TASK BRIEF: Could you render every line of the records below as a JSON list of strings, one string per line, with blank lines dropped and the pictures omitted?

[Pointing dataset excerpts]
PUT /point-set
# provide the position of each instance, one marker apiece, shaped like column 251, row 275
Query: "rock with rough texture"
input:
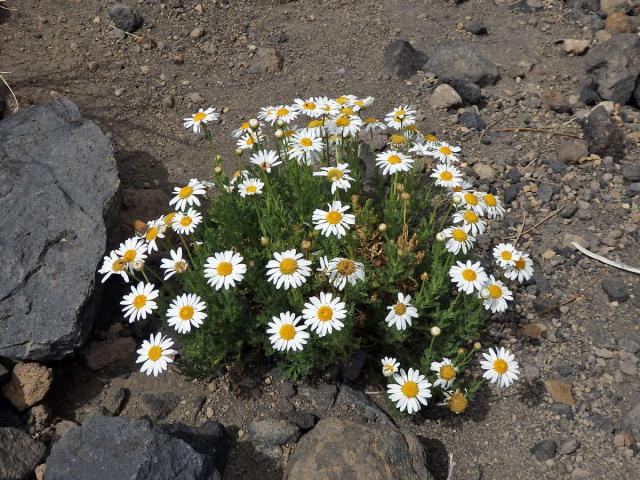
column 603, row 136
column 614, row 66
column 115, row 448
column 30, row 383
column 57, row 169
column 402, row 59
column 125, row 17
column 19, row 454
column 459, row 61
column 347, row 450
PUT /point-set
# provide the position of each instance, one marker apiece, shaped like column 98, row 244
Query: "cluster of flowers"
column 328, row 121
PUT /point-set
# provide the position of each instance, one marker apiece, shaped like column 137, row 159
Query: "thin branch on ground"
column 600, row 258
column 538, row 130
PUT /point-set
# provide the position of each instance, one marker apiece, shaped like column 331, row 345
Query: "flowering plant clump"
column 318, row 245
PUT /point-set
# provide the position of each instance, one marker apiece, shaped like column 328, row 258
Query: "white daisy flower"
column 155, row 354
column 250, row 186
column 345, row 125
column 201, row 117
column 187, row 195
column 410, row 390
column 522, row 268
column 266, row 160
column 113, row 264
column 504, row 255
column 333, row 221
column 186, row 311
column 324, row 314
column 133, row 250
column 345, row 270
column 285, row 332
column 288, row 269
column 224, row 269
column 389, row 366
column 139, row 302
column 400, row 117
column 447, row 176
column 175, row 264
column 458, row 238
column 469, row 277
column 338, row 176
column 472, row 220
column 305, row 146
column 446, row 373
column 393, row 161
column 492, row 206
column 185, row 223
column 495, row 295
column 445, row 152
column 401, row 313
column 500, row 367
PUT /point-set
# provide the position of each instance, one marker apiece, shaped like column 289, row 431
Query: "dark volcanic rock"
column 115, row 448
column 19, row 454
column 402, row 59
column 57, row 170
column 614, row 66
column 460, row 61
column 603, row 136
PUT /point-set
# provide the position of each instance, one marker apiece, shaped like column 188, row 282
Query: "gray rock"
column 115, row 448
column 347, row 450
column 544, row 450
column 126, row 18
column 614, row 66
column 460, row 61
column 615, row 289
column 402, row 59
column 49, row 156
column 19, row 454
column 603, row 136
column 272, row 432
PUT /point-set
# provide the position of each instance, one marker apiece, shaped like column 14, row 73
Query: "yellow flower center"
column 470, row 217
column 490, row 200
column 224, row 269
column 334, row 217
column 325, row 313
column 151, row 234
column 470, row 198
column 494, row 291
column 186, row 313
column 154, row 353
column 409, row 389
column 446, row 176
column 129, row 256
column 335, row 174
column 459, row 235
column 346, row 267
column 400, row 308
column 500, row 366
column 287, row 332
column 469, row 275
column 139, row 301
column 185, row 192
column 288, row 266
column 447, row 372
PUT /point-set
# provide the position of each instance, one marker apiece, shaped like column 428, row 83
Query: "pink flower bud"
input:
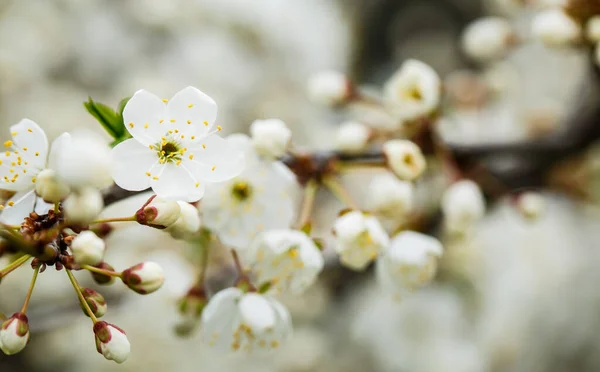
column 111, row 342
column 14, row 334
column 144, row 278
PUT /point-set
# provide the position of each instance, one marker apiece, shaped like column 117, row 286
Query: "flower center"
column 241, row 191
column 169, row 150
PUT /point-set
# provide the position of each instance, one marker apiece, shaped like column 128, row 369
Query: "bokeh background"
column 513, row 296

EXERCISE SOLUTION:
[
  "PUT /point-set",
  "# provide the position of each instance, one marker apiece, shaped like column 251, row 275",
  "Query: \"rock with rough texture\"",
  "input:",
  "column 603, row 136",
  "column 614, row 66",
  "column 115, row 448",
  "column 30, row 383",
  "column 57, row 169",
  "column 402, row 59",
  "column 125, row 17",
  "column 19, row 454",
  "column 459, row 61",
  "column 347, row 450",
  "PUT /point-set",
  "# provide the position of each instance, one marker apiece, shaped like column 98, row 244",
  "Query: \"cluster of flowers\"",
  "column 328, row 121",
  "PUT /point-set",
  "# provide the position of each instance, one marker apiece, shaped like column 137, row 159",
  "Query: \"thin branch on ground\"",
  "column 600, row 258",
  "column 538, row 130",
  "PUT /point-set",
  "# provide the position of each instance, one marker apiece, shaped like column 331, row 345",
  "Query: \"flowering plant clump\"",
  "column 318, row 245",
  "PUT /point-set",
  "# provide the position of each instance, one marker apiece, shaped like column 328, row 258",
  "Query: \"white daisy flower\"",
  "column 155, row 354",
  "column 250, row 186",
  "column 345, row 125",
  "column 201, row 117",
  "column 187, row 195",
  "column 410, row 390",
  "column 522, row 268",
  "column 266, row 160",
  "column 113, row 264",
  "column 504, row 255",
  "column 333, row 221",
  "column 186, row 311",
  "column 324, row 314",
  "column 133, row 250",
  "column 345, row 270",
  "column 285, row 332",
  "column 288, row 269",
  "column 224, row 269",
  "column 389, row 366",
  "column 139, row 302",
  "column 400, row 117",
  "column 447, row 176",
  "column 175, row 264",
  "column 458, row 238",
  "column 469, row 277",
  "column 338, row 176",
  "column 472, row 220",
  "column 305, row 146",
  "column 446, row 373",
  "column 393, row 161",
  "column 492, row 206",
  "column 185, row 223",
  "column 495, row 295",
  "column 445, row 152",
  "column 401, row 313",
  "column 500, row 367",
  "PUT /point-set",
  "# provide the position of each instance, one marker apiece, shaped like column 289, row 431",
  "Query: \"dark volcanic rock\"",
  "column 115, row 448",
  "column 19, row 454",
  "column 402, row 59",
  "column 57, row 170",
  "column 614, row 66",
  "column 460, row 61",
  "column 603, row 136",
  "PUT /point-set",
  "# provide the position of each instance, one marker apiece, shaped like column 188, row 282",
  "Query: \"gray rock\"",
  "column 115, row 448",
  "column 347, row 450",
  "column 544, row 450",
  "column 126, row 18",
  "column 614, row 66",
  "column 460, row 61",
  "column 615, row 289",
  "column 402, row 59",
  "column 49, row 156",
  "column 19, row 454",
  "column 603, row 136",
  "column 272, row 432",
  "PUT /point-set",
  "# provide the position of each instance, one marker apiece, shaped like column 14, row 73",
  "Query: \"yellow flower center\"",
  "column 470, row 217",
  "column 490, row 200",
  "column 224, row 269",
  "column 334, row 217",
  "column 325, row 313",
  "column 151, row 234",
  "column 470, row 198",
  "column 494, row 291",
  "column 186, row 313",
  "column 154, row 353",
  "column 409, row 389",
  "column 446, row 176",
  "column 129, row 256",
  "column 335, row 174",
  "column 459, row 235",
  "column 346, row 267",
  "column 400, row 308",
  "column 500, row 366",
  "column 287, row 332",
  "column 469, row 275",
  "column 139, row 301",
  "column 185, row 192",
  "column 288, row 266",
  "column 447, row 372",
  "PUT /point-set",
  "# provide the position of each instance, one marker apiece, shaped like column 428, row 83",
  "Query: \"pink flower bud\"",
  "input:",
  "column 111, row 342",
  "column 14, row 334",
  "column 144, row 278",
  "PUT /point-set",
  "# provide the position of each instance, one marker apiece, shaped like column 117, row 286",
  "Query: \"flower center\"",
  "column 241, row 191",
  "column 169, row 150",
  "PUT /point-set",
  "# provide the position of each instance, one marker apiece, shaped like column 128, row 369",
  "Query: \"bokeh background\"",
  "column 513, row 296"
]